(Records of labeled points)
-------------------------

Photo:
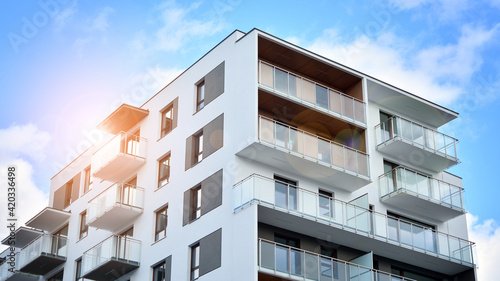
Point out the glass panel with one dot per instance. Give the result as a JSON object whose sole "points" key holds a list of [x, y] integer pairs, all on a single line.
{"points": [[324, 151], [321, 97], [281, 81], [267, 257], [348, 107], [335, 102]]}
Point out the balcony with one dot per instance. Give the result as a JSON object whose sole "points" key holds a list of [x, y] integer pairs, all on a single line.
{"points": [[319, 97], [119, 158], [49, 219], [312, 214], [7, 273], [112, 258], [324, 160], [116, 206], [422, 195], [43, 254], [296, 264], [415, 144]]}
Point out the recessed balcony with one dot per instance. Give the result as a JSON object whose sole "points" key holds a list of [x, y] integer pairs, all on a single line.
{"points": [[326, 218], [277, 261], [416, 144], [111, 259], [43, 254], [116, 206], [290, 148], [411, 191], [311, 94], [120, 157], [8, 272]]}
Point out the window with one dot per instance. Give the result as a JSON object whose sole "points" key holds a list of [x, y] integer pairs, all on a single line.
{"points": [[161, 224], [87, 181], [67, 197], [57, 277], [159, 272], [195, 261], [196, 201], [285, 193], [84, 228], [59, 240], [200, 95], [202, 198], [205, 142], [164, 170], [198, 147], [326, 203], [78, 274], [288, 260], [167, 120]]}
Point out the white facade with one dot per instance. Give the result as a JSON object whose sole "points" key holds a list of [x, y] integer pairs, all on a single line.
{"points": [[249, 209]]}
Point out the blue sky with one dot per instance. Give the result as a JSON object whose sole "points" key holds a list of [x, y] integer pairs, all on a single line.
{"points": [[67, 64]]}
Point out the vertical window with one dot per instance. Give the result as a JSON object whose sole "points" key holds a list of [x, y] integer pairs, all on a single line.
{"points": [[159, 272], [67, 196], [167, 120], [288, 259], [59, 240], [164, 171], [87, 181], [198, 147], [84, 228], [325, 203], [195, 261], [200, 95], [285, 193], [196, 201], [78, 274], [161, 224]]}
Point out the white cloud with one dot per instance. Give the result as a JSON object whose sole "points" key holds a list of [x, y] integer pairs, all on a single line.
{"points": [[17, 143], [486, 235], [25, 140], [179, 28], [437, 73]]}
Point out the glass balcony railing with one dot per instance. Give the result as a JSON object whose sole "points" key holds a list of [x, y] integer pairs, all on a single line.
{"points": [[121, 144], [306, 204], [298, 264], [417, 135], [311, 93], [402, 179], [313, 147], [115, 247], [47, 245], [117, 195]]}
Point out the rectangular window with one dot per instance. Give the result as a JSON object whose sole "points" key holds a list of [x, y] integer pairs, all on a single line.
{"points": [[164, 170], [167, 120], [78, 274], [198, 147], [67, 197], [195, 261], [326, 203], [159, 272], [161, 224], [196, 201], [84, 228], [200, 95], [285, 193], [87, 181]]}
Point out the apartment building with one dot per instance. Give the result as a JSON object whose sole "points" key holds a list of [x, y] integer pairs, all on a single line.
{"points": [[262, 161]]}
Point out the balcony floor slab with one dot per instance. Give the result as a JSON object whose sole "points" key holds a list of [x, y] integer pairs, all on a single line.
{"points": [[308, 167]]}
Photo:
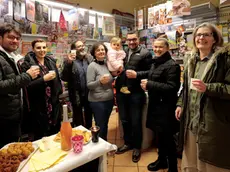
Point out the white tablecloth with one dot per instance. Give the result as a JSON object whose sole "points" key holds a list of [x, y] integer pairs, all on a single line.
{"points": [[90, 152]]}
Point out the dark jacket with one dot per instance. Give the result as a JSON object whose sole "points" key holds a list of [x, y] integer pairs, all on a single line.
{"points": [[11, 83], [214, 121], [36, 90], [163, 85], [70, 74], [140, 60]]}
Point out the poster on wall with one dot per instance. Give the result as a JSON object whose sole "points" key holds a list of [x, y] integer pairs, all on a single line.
{"points": [[140, 20], [30, 10], [172, 39], [224, 2], [38, 12], [19, 11], [83, 17], [181, 7], [3, 8], [151, 20], [73, 19], [108, 26], [45, 13]]}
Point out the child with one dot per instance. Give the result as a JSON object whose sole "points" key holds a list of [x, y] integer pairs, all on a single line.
{"points": [[115, 57]]}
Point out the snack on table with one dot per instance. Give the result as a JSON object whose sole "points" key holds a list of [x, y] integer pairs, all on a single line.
{"points": [[85, 134], [13, 155]]}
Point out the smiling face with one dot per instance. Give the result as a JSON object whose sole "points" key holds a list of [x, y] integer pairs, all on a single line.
{"points": [[159, 48], [40, 49], [10, 41], [204, 39], [100, 53], [133, 41]]}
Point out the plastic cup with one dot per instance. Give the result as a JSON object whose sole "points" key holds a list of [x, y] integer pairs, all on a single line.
{"points": [[77, 142], [95, 133]]}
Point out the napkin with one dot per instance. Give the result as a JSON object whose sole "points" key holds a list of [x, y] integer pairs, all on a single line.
{"points": [[46, 159]]}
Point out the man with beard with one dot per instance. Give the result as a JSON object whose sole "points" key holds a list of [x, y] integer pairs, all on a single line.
{"points": [[74, 72], [11, 84], [130, 106]]}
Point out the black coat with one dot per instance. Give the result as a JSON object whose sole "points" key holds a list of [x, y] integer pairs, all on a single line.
{"points": [[36, 92], [163, 85], [11, 83], [140, 60]]}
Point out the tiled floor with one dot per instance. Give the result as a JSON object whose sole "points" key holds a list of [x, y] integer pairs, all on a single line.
{"points": [[123, 162]]}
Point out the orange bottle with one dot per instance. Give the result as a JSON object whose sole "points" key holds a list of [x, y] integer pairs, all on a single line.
{"points": [[66, 131]]}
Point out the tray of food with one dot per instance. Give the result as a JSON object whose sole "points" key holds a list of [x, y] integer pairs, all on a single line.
{"points": [[14, 156], [86, 134]]}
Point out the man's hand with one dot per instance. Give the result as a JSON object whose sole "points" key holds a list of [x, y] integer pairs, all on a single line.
{"points": [[200, 85], [33, 72], [178, 113], [143, 84], [131, 74]]}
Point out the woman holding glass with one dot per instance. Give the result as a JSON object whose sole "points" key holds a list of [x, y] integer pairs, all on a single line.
{"points": [[99, 82], [43, 92]]}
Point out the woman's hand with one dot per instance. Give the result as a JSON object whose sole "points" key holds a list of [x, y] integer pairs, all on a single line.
{"points": [[131, 74], [178, 113], [105, 79], [143, 84], [49, 76]]}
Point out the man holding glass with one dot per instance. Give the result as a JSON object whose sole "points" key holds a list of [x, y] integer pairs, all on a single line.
{"points": [[11, 84], [130, 105]]}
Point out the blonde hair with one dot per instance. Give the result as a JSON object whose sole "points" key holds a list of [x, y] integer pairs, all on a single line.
{"points": [[115, 40], [215, 32]]}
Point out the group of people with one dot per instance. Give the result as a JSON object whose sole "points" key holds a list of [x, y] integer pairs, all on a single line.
{"points": [[201, 108]]}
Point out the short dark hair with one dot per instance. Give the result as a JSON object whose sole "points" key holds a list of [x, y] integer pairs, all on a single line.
{"points": [[95, 47], [36, 41], [133, 32], [6, 28], [73, 46]]}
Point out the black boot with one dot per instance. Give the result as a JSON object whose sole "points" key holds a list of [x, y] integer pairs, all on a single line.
{"points": [[160, 163]]}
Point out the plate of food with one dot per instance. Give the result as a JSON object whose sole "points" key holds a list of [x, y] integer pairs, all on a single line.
{"points": [[86, 134], [14, 156]]}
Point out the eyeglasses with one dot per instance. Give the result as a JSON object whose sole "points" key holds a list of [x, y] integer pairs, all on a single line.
{"points": [[205, 35], [134, 40], [12, 38]]}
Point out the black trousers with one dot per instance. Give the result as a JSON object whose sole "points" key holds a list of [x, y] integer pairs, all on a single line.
{"points": [[81, 117]]}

-------------------------

Short task: Copy every one of the entries above word for word, leaving out the pictures.

Full response:
Photo:
Point out the glass panel with one dot per instance. Give the result as a JSON object whose sole "points" key holds a list of [x, y] integer pairs, all on a single line.
{"points": [[324, 151], [321, 97], [281, 81], [267, 257], [348, 107], [335, 102]]}
Point out the balcony with one dot per instance. Give the result as a JSON object whose sole "points" key holds a list of [x, y] integer pairs, all on a single line.
{"points": [[319, 97], [119, 158], [49, 219], [312, 214], [7, 273], [112, 258], [324, 160], [116, 206], [422, 195], [43, 254], [296, 264], [415, 144]]}
Point out the recessed balcony with one dot per instance. Give the result as a JSON object whose sole "points" key holds a list of [x, y] integer pairs, all on a single line.
{"points": [[326, 218], [277, 261], [416, 144], [111, 259], [43, 254], [116, 206], [290, 148], [411, 191], [311, 94], [120, 157], [8, 272]]}
Point out the window with one dot per instance. Give the result as a JSON object whose sole "points" key holds a list of [x, y] integer pairs, all on a single line.
{"points": [[161, 224], [87, 181], [67, 197], [57, 277], [159, 272], [195, 261], [196, 201], [285, 193], [84, 228], [59, 240], [200, 95], [202, 198], [205, 142], [164, 170], [198, 147], [326, 203], [78, 274], [288, 260], [167, 120]]}
Point out the white facade with one dot per instance. Give the result as a JSON object whose sole "points" key holds a list of [x, y] integer pairs, all on a single line.
{"points": [[249, 209]]}
Point out the blue sky with one dot per instance. Give the result as a JSON object whose sole "points" key holds a list of [x, y] integer pairs, all on a single line.
{"points": [[67, 64]]}
Point out the vertical window with one dot per instance. Give the result as a JSON object whose sole "points" key holds a list of [x, y] integer pairs, all on a single line.
{"points": [[159, 272], [67, 196], [167, 120], [288, 259], [59, 240], [164, 171], [87, 181], [198, 147], [84, 228], [325, 203], [195, 261], [200, 95], [285, 193], [196, 201], [78, 274], [161, 224]]}
Point out the white cloud with one dot per instance. Give the result as a JSON object whose sole "points" key holds a list of [x, y] integer pairs, all on a single line.
{"points": [[17, 143], [486, 235], [25, 140], [179, 28], [437, 73]]}
Point out the glass balcony railing with one dot per instance. Give the result as a JSON object whose sole "points" key holds a list of [x, y] integer pairs, all on a single line.
{"points": [[121, 144], [306, 204], [298, 264], [417, 135], [311, 93], [402, 179], [313, 147], [115, 247], [47, 245], [117, 195]]}
Point out the rectangular window with one dot per instance. Give the result as a JSON object whose sole "points" key holds a list of [x, y] integer pairs, all on a single line.
{"points": [[164, 170], [167, 120], [78, 274], [198, 147], [67, 197], [195, 261], [326, 203], [159, 272], [161, 224], [196, 201], [84, 228], [200, 95], [285, 193], [87, 181]]}
Point out the apartment building with one dot per instance. Give the result as a JSON object whose sole "points" key holds a list of [x, y] integer pairs, all on a single line.
{"points": [[262, 161]]}
Point out the balcony floor slab with one dot per instance. Give the result as a JSON object whose sole "points" key holds a list of [x, y] integer pairs, all on a single line.
{"points": [[308, 167]]}
Photo:
Point out the white tablecloth with one dot per instance. Give the result as a JSON object whose sole "points" key holds a list of [x, y] integer pairs, all on a single line.
{"points": [[90, 152]]}
Point out the dark jacket with one dot per instance. Give the result as a JSON object whose sole "points" key holds a list of [x, y] integer pairs, all on a single line.
{"points": [[11, 83], [214, 121], [36, 90], [163, 85], [70, 74], [140, 60]]}
Point out the poster on wall with one dot per instance. Give the result as a JSON object whose sole "points" key holds a list of [x, y] integer pairs, all on a single line.
{"points": [[140, 20], [30, 10], [172, 39], [224, 2], [38, 12], [19, 11], [83, 17], [181, 7], [3, 8], [151, 20], [73, 19], [108, 26], [45, 13]]}
Point out the child with one dot per instance. Give the result as a JSON object whose sole "points" key holds a list of [x, y] integer pairs, all on a single line.
{"points": [[115, 57]]}
Point out the snack on table with one dot per instance. Give the result as a JSON object whose sole "points" key holds a list of [x, y] integer pairs, all on a single line.
{"points": [[85, 134], [13, 155]]}
Point out the smiling face with one dot per instance. Give the result as a JSON object whose sole "points" key holds a list of [x, y] integer pairs, all on a single line.
{"points": [[159, 48], [40, 49], [10, 41], [204, 39], [100, 53], [133, 41]]}
Point out the plastic cup with one dot per instance. Give the result as a JSON object whose sole "points" key holds a list of [x, y] integer pairs, all on a single line.
{"points": [[77, 142], [95, 133]]}
Point out the napkin with one dot per instance. Give the result as a JSON object whose sole "points" key holds a list of [x, y] integer pairs, all on a single line.
{"points": [[46, 159]]}
Point out the man with beard with one dot per instance. Give the result as a JSON object whose sole "points" key holds a list of [x, y] integer pairs, all on a single line.
{"points": [[74, 72], [11, 84], [130, 106]]}
Point out the black coat with one dot per instance. Give the result as a JSON object whose sole "points" key holds a list of [x, y] integer pairs, all on a single line.
{"points": [[36, 92], [163, 85], [11, 83], [140, 60]]}
Point out the tiled floor with one dot per instance. Give the result as a JSON object whose sole "points" key holds a list of [x, y] integer pairs, all on a single line.
{"points": [[123, 162]]}
Point out the orange bottle with one dot per instance. Give the result as a JSON object whose sole "points" key holds a list of [x, y] integer pairs, all on a single line.
{"points": [[66, 131]]}
Point out the tray of food with one dot per instance. Give the result as a JSON object whose sole "points" key holds a list of [x, y] integer pairs, all on a single line.
{"points": [[14, 156], [86, 134]]}
Point out the man's hand with one dot per instance. Give the result as a JSON object whose sole "points" key holds a list of [x, y] integer pairs, all on a single line.
{"points": [[200, 85], [33, 72], [178, 113], [143, 84], [131, 74]]}
Point out the woman holding glass with one dot per instance. Give the result as a JSON object whose sole "points" key holds a list of [x, y] integer pairs, all on a single line.
{"points": [[99, 82], [43, 92]]}
Point out the woman's hand with one dot per instance. Give the result as a JSON object whose sole "points" key holds a list of [x, y] integer pairs, all on a single line.
{"points": [[131, 74], [178, 113], [105, 79], [143, 84], [49, 76]]}
Point out the man holding glass with one dot per instance. Give the result as a JSON object whose sole "points" key holds a list of [x, y] integer pairs, all on a single line.
{"points": [[11, 84], [130, 105]]}
Point out the blonde hair with one dot per instance. Give the result as a JSON object whose sole "points" key holds a list of [x, y] integer pairs, all on a single line.
{"points": [[115, 40], [215, 32]]}
Point out the group of people with one dot per instance. Give the result as a JSON object whose sole "points" key holds a list of [x, y] integer pairs, all on a single line.
{"points": [[201, 108]]}
Point out the short dark hair with one dot per instance. Give the result as a JSON object whose sole "points" key holds a list of [x, y] integer pairs, all on a single line.
{"points": [[95, 47], [36, 41], [133, 32], [6, 28], [73, 46]]}
Point out the black boot with one dot per instance. Give the result as a JSON object whose sole "points" key holds a list of [x, y] integer pairs, all on a single line.
{"points": [[160, 163]]}
Point out the plate of food with one dot per instance. Give the result as a JSON object whose sole "points" key holds a list of [x, y] integer pairs, all on a single line.
{"points": [[86, 134], [14, 156]]}
Point out the eyeglasses with one dot per instance. Give the result as a JSON object whose sole "points" key holds a list of [x, y] integer pairs, all on a single line.
{"points": [[205, 35], [134, 40], [12, 38]]}
Point out the black trousers with one dot per instance. Give the result as a JSON object whose sole "points" key holds a list of [x, y] integer pairs, all on a single line.
{"points": [[81, 117]]}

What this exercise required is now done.